- **EXCERPT**
※
NHS Shetland’s dental director Antony Visocchi.

A SIGNIFICANT backlog of people waiting for dental treatment “continues to expand” with the local service still unable to work at the level it could prior to the Covid-19 pandemic.

NHS Shetland dental director Antony Visocchi, who was appointed in summer 2020, said dentists were now able to perform all treatments under pre-pandemic guidance.

But infection control measures and physical distancing, along with the impact of self-isolation on the workforce, mean the service has still not been able to get fully up to speed.

Dental services had been under pressure long before the pandemic, with many patients enduring years on waiting lists and unable to receive non-urgent care.

A nationwide difficulty in attracting people into the profession is further magnified by difficulties attracting qualified professionals to the islands.

Visocchi told Shetland News all registered patients “should be offered all available treatment” but “those who are able to access this care will generally be in the highest priority groups”.

Asked to quantify the scale of the job the dental service faces in catching up, he said it was “not something I’m able to give figures on, it’s a bit of an impossible one to answer at present”.

“There is a significant backlog of treatment requirements from the start of Covid,” Visocchi said.

“This continues to expand due to the fact that we are unable to work at pre-Covid levels.
※
- **SUPPLIED MATERIAL**
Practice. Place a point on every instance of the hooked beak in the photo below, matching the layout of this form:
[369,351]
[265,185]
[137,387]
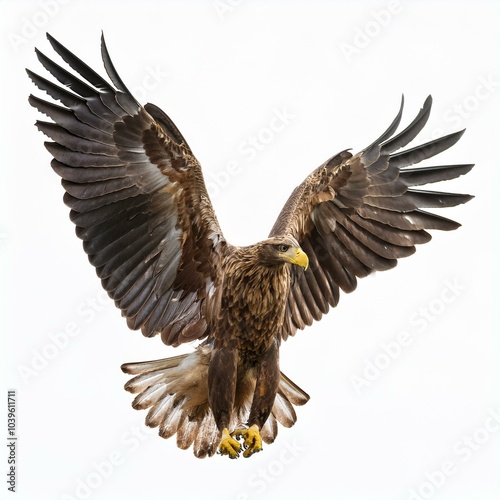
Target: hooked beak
[299,258]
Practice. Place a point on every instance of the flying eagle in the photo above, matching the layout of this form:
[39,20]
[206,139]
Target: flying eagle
[140,205]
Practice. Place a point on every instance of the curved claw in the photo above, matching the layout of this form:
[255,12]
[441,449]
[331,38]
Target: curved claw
[252,441]
[229,445]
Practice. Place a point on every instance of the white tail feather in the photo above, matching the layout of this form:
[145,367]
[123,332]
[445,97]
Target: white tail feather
[176,392]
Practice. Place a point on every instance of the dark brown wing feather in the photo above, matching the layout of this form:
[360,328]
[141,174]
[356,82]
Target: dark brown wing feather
[358,214]
[137,197]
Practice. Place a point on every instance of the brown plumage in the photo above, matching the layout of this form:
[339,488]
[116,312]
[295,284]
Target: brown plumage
[140,205]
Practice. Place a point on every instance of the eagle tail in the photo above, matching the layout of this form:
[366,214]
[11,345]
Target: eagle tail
[175,391]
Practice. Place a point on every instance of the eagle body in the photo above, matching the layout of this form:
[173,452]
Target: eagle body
[138,199]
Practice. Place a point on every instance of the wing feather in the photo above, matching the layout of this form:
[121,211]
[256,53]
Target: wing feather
[358,214]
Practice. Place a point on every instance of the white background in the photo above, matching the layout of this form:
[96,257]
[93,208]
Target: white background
[222,70]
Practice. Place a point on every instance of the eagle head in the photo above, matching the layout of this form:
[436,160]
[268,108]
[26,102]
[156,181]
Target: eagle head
[274,251]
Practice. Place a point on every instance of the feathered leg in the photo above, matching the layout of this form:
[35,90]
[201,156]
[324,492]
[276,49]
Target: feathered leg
[266,387]
[222,374]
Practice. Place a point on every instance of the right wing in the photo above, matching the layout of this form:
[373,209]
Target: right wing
[137,198]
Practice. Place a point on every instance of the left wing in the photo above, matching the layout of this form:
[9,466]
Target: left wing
[358,214]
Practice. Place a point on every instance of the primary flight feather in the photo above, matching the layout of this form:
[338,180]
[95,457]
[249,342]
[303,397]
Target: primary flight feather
[140,205]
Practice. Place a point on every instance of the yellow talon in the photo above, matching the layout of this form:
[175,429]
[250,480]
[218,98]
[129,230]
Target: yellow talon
[228,445]
[252,440]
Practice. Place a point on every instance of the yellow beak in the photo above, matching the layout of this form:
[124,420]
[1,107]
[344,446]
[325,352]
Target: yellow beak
[300,258]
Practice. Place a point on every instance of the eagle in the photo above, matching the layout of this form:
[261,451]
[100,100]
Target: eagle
[139,203]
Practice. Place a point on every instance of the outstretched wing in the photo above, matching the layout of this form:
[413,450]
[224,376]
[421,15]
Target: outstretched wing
[137,198]
[358,214]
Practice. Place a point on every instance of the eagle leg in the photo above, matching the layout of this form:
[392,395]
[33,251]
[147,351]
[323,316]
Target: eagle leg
[252,440]
[229,445]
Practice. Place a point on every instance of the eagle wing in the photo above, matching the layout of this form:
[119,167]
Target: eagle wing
[357,214]
[137,198]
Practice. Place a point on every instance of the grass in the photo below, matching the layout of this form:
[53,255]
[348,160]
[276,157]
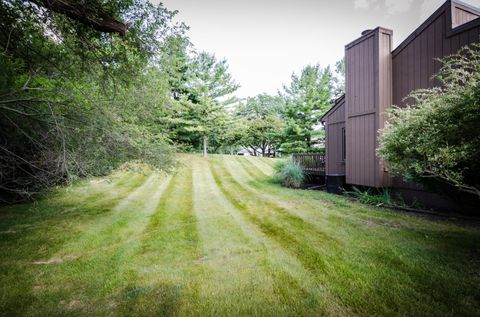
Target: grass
[218,237]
※
- **TASKS TO CARRY OUT**
• a. According to the Shetland dental article, when was Antony Visocchi appointed?
• b. Write out the part of the Shetland dental article starting at "Dental services had" and ending at "to the islands.", switching "islands" to "isles".
• c. Proceed with the Shetland dental article from the point where it stops.
The data has no connection to the Shetland dental article.

- **ANSWERS IN ORDER**
• a. He was appointed in summer 2020.

• b.
Dental services had been under pressure long before the pandemic, with many patients enduring years on waiting lists and unable to receive non-urgent care.

A nationwide difficulty in attracting people into the profession is further magnified by difficulties attracting qualified professionals to the isles.

• c.
“We are working as hard as we can to see all the patients that are in the highest priority groups. I’d like to personally thank all the teams that are working above and beyond to ensure they can see as many patients as possible.”

He added that the health board was in talks with the Scottish Government about the need for greater funding “to increase dentists and facilities”, while there is an ongoing Promote Shetland campaign seeking to attract dentists to the islands.

“However, nationally, there is a widespread and well recognised workforce issue affecting the whole profession,” Visocchi said.

“This is being regularly discussed with other health boards and the chief dental officer.”

He emphasised that no one requiring emergency treatment was on a waiting list, stressing all patients – both those registered with the NHS and visitors to Shetland – will “always be seen in an emergency by NHS Shetland”.

Visocchi added that the health board currently has 7.5 full time equivalent dentists which is “almost at pre-Covid levels”.